• [EXERCISE DIRECTIONS]: Find every line in the items below that contains the string "tree", and copy each of those lines in full.

• [STORED ROWS]:
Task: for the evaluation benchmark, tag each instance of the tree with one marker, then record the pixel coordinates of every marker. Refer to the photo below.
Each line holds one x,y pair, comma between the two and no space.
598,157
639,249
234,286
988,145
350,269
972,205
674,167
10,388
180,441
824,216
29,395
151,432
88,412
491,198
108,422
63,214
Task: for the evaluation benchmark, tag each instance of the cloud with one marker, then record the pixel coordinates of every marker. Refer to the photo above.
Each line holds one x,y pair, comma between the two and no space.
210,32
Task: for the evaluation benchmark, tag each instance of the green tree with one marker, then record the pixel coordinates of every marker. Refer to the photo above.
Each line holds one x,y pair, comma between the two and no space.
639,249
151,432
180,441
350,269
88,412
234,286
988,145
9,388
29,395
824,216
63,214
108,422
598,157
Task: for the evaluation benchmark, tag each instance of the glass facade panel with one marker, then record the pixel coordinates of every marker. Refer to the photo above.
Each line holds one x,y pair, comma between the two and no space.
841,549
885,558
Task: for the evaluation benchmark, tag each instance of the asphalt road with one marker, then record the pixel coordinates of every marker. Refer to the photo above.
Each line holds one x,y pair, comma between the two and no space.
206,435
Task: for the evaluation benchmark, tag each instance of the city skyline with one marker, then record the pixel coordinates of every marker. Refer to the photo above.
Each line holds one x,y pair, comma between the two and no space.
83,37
---
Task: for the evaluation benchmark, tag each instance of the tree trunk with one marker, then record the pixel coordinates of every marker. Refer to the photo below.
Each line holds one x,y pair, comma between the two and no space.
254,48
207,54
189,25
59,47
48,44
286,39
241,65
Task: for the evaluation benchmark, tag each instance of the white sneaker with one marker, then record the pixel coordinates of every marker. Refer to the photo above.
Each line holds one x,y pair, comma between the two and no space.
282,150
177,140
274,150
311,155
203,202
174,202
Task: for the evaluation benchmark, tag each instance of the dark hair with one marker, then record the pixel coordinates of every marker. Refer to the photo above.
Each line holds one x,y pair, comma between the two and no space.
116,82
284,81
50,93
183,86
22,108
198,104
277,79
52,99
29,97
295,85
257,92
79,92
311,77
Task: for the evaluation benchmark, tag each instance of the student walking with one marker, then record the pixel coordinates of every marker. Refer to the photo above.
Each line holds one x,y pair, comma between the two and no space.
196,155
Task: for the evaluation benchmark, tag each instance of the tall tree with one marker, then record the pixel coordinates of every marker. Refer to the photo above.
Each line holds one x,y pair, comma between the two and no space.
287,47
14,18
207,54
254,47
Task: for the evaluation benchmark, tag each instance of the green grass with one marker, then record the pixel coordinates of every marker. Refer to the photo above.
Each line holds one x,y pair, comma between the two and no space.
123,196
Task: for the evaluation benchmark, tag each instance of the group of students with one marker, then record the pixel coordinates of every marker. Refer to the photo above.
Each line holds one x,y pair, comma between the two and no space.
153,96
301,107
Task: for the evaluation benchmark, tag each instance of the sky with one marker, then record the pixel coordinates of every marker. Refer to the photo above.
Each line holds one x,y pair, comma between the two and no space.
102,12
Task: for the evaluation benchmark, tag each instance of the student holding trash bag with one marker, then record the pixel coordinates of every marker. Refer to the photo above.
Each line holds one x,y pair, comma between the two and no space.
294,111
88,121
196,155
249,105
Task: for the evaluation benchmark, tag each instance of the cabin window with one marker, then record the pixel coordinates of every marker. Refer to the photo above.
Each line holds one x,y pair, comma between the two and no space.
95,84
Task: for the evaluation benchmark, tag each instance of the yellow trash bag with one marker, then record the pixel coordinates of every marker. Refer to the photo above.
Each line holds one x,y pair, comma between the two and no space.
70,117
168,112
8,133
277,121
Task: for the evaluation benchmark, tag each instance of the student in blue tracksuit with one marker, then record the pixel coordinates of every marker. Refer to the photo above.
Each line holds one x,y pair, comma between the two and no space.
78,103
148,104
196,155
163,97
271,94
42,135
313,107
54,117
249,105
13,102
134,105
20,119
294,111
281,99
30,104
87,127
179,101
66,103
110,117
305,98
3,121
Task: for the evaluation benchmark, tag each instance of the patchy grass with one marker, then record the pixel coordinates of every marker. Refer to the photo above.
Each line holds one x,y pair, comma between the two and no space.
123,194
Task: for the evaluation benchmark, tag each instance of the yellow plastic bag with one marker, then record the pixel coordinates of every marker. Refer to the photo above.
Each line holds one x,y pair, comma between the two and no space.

• [TASK RESPONSE]:
Task: for the evaluation benchmark, tag each instance of the tree with one marker, then record the pixel coordinates of every marker. Refer to the photo below.
Task: for the evaluation benchmark, tag each instance of the green tree with one marker, then record the pixel coordinates of every marker. Refer to the photo above.
Task: for the evaluation benchmark, tag each instance of the tree trunk with one marker, then record the pixel coordinates of every marker. Refer to the photo below.
Task: for the evaluation benchmark, tag each instance of the tall tree with one marker, then record the pixel coordinates of every marker. Refer to the photo above.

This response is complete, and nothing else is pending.